**SELECTED TEXT**:

What is the correct way to represent null XML elements?

Rob Hruska picture Rob Hruska · Apr 21, 2009 · Viewed 198k times · Source

I have seen null elements represented in several ways:

The element is present with xsi:nil="true":

 <book>
     <title>Beowulf</title>
     <author xsi:nil="true"/>
 </book>

The element is present, but represented as an empty element (which I believe is wrong since 'empty' and null are semantically different):

 <book>
     <title>Beowulf</title>
     <author/>
 </book>

 <!-- or: -->
 <book>
     <title>Beowulf</title>
     <author></author>
 </book>

The element is not present at all in the returned markup:

 <book>
     <title>Beowulf</title>
 </book>

The element has a <null/> child element (from TStamper below):

 <book>
     <title>Beowulf</title>
     <author><null/></author>
 </book>

Is there a correct, or canonical way to represent such a null value? Are there additional ways than the above examples?

The XML for the examples above is contrived, so don't read too far into it. :)

Answer

KitsuneYMG picture KitsuneYMG · Apr 21, 2009

xsi:nil is the correct way to represent a value such that: When the DOM Level 2 call getElementValue() is issued, the NULL value is returned. xsi:nil is also used to indicate a valid element with no content even if that elements content type normally doesn't allow empty elements.

If an empty tag is used, getElementValue() returns the empty string ("") If the tag is omitted, then no author tag is even present. This may be semantically different than setting it to 'nil' (Ex. Setting "Series" to nil may be that the book belongs to no series, while omitting series could mean that series is an inapplicable element to the current element.)

From: The W3C

XML Schema: Structures introduces a mechanism for signaling that an element should be accepted as ·valid· when it has no content despite a content type which does not require or even necessarily allow empty content. An element may be ·valid· without content if it has the attribute xsi:nil with the value true. An element so labeled must be empty, but can carry attributes if permitted by the corresponding complex type.

**DATA TO EXAMINE**:
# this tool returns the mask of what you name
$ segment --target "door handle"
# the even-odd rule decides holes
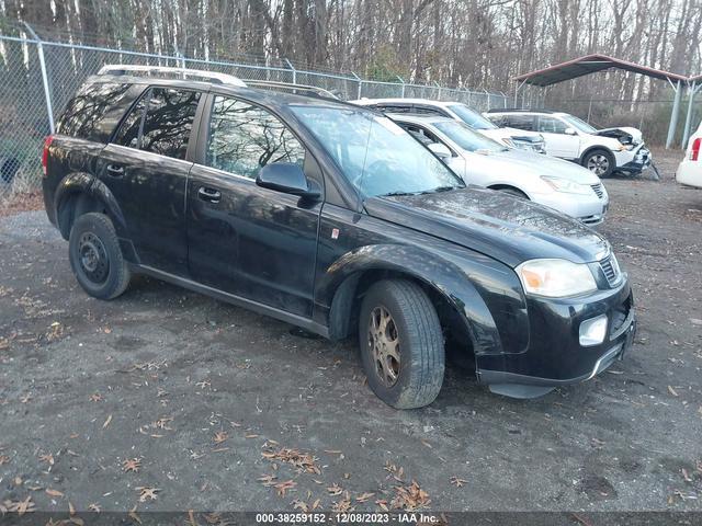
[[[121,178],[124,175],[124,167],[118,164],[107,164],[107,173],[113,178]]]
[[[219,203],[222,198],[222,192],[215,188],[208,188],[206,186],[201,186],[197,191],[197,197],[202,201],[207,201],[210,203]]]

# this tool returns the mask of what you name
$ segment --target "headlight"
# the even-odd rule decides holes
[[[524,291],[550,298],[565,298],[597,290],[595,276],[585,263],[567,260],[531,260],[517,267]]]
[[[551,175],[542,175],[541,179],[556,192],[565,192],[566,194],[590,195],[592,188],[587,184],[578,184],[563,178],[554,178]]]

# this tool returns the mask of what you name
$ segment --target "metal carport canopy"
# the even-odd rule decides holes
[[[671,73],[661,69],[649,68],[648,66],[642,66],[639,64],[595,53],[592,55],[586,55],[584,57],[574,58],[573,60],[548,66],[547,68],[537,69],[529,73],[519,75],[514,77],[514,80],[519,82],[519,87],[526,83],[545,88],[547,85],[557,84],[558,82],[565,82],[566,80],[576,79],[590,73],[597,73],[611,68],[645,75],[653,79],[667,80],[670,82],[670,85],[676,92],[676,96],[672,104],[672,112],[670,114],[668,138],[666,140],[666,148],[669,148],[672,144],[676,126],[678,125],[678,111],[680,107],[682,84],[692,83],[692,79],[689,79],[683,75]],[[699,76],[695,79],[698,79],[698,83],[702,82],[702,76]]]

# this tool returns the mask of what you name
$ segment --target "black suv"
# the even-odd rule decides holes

**ACTIVITY 1**: According to the thread on null XML elements, what does getElementValue() return when an empty tag is used?
**ACTIVITY 2**: Write what comes next in the thread on null XML elements, continuing after its final sentence.
The listing above comes from a separate source.

**WRITTEN REPLY 1**: The empty string ("").

**WRITTEN REPLY 2**:
A clarification:
If you have a book xml element and one of the child elements is book:series you have several options when filling it out:

  1. Removing the element entirely - This can be done when you wish to indicate that series does not apply to this book or that book is not part of a series. In this case xsl transforms (or other event based processors) that have a template that matches book:series will never be called. For example, if your xsl turns the book element into table row (xhtml:tr) you may get the incorrect number of table cells (xhtml:td) using this method.
  2. Leaving the element empty - This could indicate that the series is "", or is unknown, or that the book is not part of a series. Any xsl transform (or other evernt based parser) that matches book:series will be called. The value of current() will be "". You will get the same number of xhtml:td tags using this method as with the next described one.
  3. Using xsi:nil="true" - This signifies that the book:series element is NULL, not just empty. Your xsl transform (or other event based parser) that have a template matching book:series will be called. The value of current() will be empty (not empty string). The main difference between this method and (2) is that the schema type of book:series does not need to allow the empty string ("") as a valid value. This makes no real sense for a series element, but for a language element that is defined as an enumerated type in the schema, xsi:nil="true" allows the element to have no data. Another example would be elements of type decimal. If you want them to be empty you can union an enumerated string that only allows "" and a decimal, or use a decimal that is nillable.